[Set exercise a] Rewrite the passage on school laptops from "I think that" to "with school property.", putting "tablets" in place of "laptops".
☆ ☆ ☆ ☆ ☆ ☆ ☆
I think that a school should be able to do whatever they can for gathering evidence to bust people for stealing expensive property, and taxpayers should support it since this ultimately is funded by the taxpayers. Losing laptops and breaking them and treating them like crap doesn't get them fixed for free. Someone foots the bill, even if the path for the money is convoluted to the point where kids don't understand that Mommy and Daddy may end up having to pay more in taxes because they can't be more responsible with school property.

BUT...

There are caveats to the case. The computers were meant to bridge the digital divide; every kid has a computer with which to do schoolwork under the laptop program, and that meant as they implemented the program that every kid was basically required to use the school laptop to get through their classes. In other words, there wasn't a choice in the matter. They had the laptop, and it was apparently spying on them at times. Again I wouldn't have trusted them for anything not school related; I'd use the laptop for school, and use my own computer for my own personal use. This isn't necessarily an option for kids that don't have computers of their own, and I understand that. But I'm still torn on that as another issue because it seemed that many of the kids that can't afford even a $300 computer manage to afford a cell phone. Priorities. But that's not the topic at hand.

Also, the school denied that the laptops had the ability to take pictures of the kids and spy on them. It's one thing to have the ability, it's another to hide the fact that it can be done. According to the Philly.com story, representatives from the student council asked administrators about this and were basically ignored when they voiced privacy concerns; from the sounds of it the administrators stuck to the story that it was a "glitch" causing the webcam light to come on. Totally unethical.
☆ ☆ ☆ ☆ ☆ ☆ ☆
[Set exercise b] Shift the entries from the line with "Put a marker on each instance of the wristwatch" to the line with "[(111, 285), (519, 387), (379, 274)]" by adding 120 to every coordinate in their answers, and give only those lines again in full, requests included.

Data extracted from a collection
☆ ☆ ☆ ☆ ☆ ☆ ☆
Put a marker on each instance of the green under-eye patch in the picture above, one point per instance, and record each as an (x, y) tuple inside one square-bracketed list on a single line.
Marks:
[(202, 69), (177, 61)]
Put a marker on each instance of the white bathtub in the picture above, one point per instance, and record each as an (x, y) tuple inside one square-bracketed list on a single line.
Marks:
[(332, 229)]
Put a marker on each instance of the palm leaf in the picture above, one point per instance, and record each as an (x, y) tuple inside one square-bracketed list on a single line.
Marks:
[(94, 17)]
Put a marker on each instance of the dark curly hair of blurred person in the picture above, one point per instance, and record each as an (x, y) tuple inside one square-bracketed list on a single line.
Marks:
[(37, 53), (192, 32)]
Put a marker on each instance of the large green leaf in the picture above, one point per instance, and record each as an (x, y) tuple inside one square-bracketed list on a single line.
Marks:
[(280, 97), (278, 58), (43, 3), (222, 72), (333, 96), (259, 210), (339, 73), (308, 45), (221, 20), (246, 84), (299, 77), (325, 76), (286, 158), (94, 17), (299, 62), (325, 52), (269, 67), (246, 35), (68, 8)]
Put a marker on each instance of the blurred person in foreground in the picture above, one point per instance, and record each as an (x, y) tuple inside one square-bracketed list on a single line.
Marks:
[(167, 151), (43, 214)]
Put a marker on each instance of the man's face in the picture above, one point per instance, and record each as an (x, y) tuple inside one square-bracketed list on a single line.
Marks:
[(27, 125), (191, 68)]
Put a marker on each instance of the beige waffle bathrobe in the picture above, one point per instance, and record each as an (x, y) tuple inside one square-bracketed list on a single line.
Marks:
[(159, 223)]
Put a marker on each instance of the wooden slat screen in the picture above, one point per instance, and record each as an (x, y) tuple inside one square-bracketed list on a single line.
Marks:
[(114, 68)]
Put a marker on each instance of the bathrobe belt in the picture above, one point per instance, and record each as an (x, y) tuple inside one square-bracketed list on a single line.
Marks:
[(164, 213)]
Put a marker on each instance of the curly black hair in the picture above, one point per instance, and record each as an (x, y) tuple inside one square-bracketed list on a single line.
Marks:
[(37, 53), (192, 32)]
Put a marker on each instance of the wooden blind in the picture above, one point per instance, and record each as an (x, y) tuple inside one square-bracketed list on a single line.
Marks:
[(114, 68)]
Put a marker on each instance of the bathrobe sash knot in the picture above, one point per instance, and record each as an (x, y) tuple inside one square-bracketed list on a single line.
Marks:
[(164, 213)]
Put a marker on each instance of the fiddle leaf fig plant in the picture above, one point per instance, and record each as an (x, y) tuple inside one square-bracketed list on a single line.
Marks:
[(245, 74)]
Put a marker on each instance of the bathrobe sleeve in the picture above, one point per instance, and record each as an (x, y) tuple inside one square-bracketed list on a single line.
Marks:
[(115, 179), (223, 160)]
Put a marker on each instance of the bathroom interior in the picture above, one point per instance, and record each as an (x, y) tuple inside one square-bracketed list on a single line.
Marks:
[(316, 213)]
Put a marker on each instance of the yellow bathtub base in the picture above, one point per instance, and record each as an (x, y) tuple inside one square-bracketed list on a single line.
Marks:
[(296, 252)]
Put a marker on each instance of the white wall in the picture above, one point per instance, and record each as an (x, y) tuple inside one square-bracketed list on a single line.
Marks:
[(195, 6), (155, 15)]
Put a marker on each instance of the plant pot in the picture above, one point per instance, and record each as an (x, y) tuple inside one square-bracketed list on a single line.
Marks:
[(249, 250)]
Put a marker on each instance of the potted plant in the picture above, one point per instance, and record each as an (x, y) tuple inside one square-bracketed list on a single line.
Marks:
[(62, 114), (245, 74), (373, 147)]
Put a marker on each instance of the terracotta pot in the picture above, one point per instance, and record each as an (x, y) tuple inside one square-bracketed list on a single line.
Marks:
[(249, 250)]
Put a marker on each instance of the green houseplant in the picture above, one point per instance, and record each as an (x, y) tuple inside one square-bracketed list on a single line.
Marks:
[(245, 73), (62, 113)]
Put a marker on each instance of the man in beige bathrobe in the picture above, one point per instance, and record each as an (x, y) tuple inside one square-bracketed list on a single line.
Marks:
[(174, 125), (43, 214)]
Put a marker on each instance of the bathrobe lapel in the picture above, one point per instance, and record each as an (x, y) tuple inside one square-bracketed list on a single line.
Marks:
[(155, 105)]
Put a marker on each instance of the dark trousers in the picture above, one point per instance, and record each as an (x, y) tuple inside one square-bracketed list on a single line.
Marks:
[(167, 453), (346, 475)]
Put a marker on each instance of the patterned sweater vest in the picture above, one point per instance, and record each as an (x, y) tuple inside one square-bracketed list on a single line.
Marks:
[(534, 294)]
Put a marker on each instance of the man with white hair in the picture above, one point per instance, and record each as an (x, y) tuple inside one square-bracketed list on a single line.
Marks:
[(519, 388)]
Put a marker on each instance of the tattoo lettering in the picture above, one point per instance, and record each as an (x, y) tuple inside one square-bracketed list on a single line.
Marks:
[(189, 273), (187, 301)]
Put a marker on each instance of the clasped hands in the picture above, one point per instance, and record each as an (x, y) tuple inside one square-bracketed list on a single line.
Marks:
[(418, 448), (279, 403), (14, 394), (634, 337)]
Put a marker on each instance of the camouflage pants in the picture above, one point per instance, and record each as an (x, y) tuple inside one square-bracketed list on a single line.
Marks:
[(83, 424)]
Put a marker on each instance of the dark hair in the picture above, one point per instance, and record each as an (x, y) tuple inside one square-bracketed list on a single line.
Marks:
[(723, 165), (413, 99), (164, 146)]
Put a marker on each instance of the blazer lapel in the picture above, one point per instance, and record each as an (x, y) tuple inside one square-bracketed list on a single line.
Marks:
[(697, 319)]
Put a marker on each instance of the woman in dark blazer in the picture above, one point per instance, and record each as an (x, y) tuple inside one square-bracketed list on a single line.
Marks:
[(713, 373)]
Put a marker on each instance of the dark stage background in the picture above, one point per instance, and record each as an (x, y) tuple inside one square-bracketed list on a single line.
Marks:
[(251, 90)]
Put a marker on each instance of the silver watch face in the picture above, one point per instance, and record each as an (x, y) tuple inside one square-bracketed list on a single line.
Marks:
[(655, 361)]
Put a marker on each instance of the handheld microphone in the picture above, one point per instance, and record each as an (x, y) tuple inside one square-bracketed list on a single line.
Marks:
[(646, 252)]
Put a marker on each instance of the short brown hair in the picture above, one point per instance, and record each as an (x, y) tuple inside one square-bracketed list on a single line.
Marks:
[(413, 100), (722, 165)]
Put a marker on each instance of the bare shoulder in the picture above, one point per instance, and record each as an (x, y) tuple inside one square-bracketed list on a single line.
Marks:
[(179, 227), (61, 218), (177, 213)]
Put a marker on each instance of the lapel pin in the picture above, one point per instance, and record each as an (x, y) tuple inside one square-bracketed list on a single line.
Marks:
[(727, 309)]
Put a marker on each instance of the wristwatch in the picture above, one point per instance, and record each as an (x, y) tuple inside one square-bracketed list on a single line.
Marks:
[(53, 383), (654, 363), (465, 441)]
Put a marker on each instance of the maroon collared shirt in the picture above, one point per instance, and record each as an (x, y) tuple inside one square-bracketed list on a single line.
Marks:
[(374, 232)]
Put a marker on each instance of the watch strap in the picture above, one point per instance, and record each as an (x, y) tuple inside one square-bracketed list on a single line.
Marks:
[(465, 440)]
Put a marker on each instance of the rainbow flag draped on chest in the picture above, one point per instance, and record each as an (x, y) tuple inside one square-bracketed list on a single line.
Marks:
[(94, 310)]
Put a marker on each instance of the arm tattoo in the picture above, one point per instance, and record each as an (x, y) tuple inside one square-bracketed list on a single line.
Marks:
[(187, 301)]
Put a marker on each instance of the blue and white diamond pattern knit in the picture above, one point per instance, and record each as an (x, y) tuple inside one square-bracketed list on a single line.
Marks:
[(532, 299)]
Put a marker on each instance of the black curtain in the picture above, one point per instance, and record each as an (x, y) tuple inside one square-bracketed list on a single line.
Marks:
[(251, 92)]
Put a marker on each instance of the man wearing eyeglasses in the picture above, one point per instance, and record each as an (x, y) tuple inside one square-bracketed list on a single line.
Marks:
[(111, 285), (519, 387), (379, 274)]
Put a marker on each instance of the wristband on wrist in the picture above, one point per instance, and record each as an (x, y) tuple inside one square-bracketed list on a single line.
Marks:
☆ ☆ ☆ ☆ ☆ ☆ ☆
[Expected answer a]
I think that a school should be able to do whatever they can for gathering evidence to bust people for stealing expensive property, and taxpayers should support it since this ultimately is funded by the taxpayers. Losing tablets and breaking them and treating them like crap doesn't get them fixed for free. Someone foots the bill, even if the path for the money is convoluted to the point where kids don't understand that Mommy and Daddy may end up having to pay more in taxes because they can't be more responsible with school property.

[Expected answer b]
Put a marker on each instance of the wristwatch in the picture above, one point per instance, and record each as an (x, y) tuple inside one square-bracketed list on a single line.
Marks:
[(173, 503), (774, 483), (585, 561)]
Put a marker on each instance of the maroon collared shirt in the picture above, one point per instance, and record each as an (x, y) tuple inside one square-bracketed list on a single line.
Marks:
[(494, 352)]
Put a marker on each instance of the watch strap in the picture above, one point per instance, and record each as an (x, y) tuple inside one square-bracketed list on a single line.
Marks:
[(585, 560)]
Put a marker on each instance of the rainbow flag draped on chest in the picture above, one point per instance, and record each as an (x, y) tuple inside one square-bracketed list on a single line.
Marks:
[(214, 430)]
Put a marker on each instance of the arm tattoo in the picture above, one point per instance, and record each as an (x, y) tuple inside one square-bracketed list on a single line.
Marks:
[(307, 421)]
Put a marker on each instance of the blue and white diamond pattern knit in the picture above, one point per instance, and record each as an (x, y) tuple inside one square-bracketed list on a single line.
Marks:
[(652, 419)]
Put a marker on each instance of the black curtain in the picture above, one point per instance, and record each as an (x, y) tuple inside one square-bracketed list on a single line.
Marks:
[(371, 212)]
Put a marker on each instance of the man wearing eyeglasses in the picture above, one point per instance, and record each as an (x, y) tuple inside one square-bracketed list on a single line.
Marks:
[(231, 405), (639, 507), (499, 394)]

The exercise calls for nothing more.